I created this great personal web page for my wife and I to keep track of things such as addresses, appointments and such. It’s the most creative page I’ve ever made.

ragingloli's avatar

We recently finished this

VS's avatar

I used to make quilts which are a highly stylized art form, believe it or not. I took great pride in the craft of picking materials, patterns, cutting, sewing, stuffing, layering, quilting with the ultimate end result usually being something I would proudly display for a little while and then give away to a friend to enjoy the use of.
Most recently I loaded tons of old CDs into my Blackberry and am learning to use more or its wonderful features. That feels like an accomplishment of sorts!

janbb's avatar

In addition to the wonderful human beings I have somehow managed to raise, a poem I wrote and a few of my paintings.

glenjamin's avatar

@ragingloli that looks cool! I always wanted to design a video game. Don’t have the necessary skills though.

As for me, I have trouble being proud of my creations, which is what will prevent me from ever becoming a writer (an old dream of mine) because I don’t have faith in my work and I hold myself to high standards. That said, I have made some music that was featured in an independent video game, and I’m pretty proud of that, though I know I have a long way to go as far as music production goes.

Data extract
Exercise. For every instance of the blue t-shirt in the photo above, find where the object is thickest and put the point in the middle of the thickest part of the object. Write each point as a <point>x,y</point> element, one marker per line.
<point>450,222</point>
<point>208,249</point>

Exercise set
**a)** In the discussion thread, what did VS usually do with a finished quilt?
**b)** Return everything in the discussion thread from "I used to make" down to "the use of.", copied word for word.

Written answers
**a)** VS proudly displayed it for a little while and then gave it away to a friend.

**b)**
I used to make quilts which are a highly stylized art form, believe it or not. I took great pride in the craft of picking materials, patterns, cutting, sewing, stuffing, layering, quilting with the ultimate end result usually being something I would proudly display for a little while and then give away to a friend to enjoy the use of.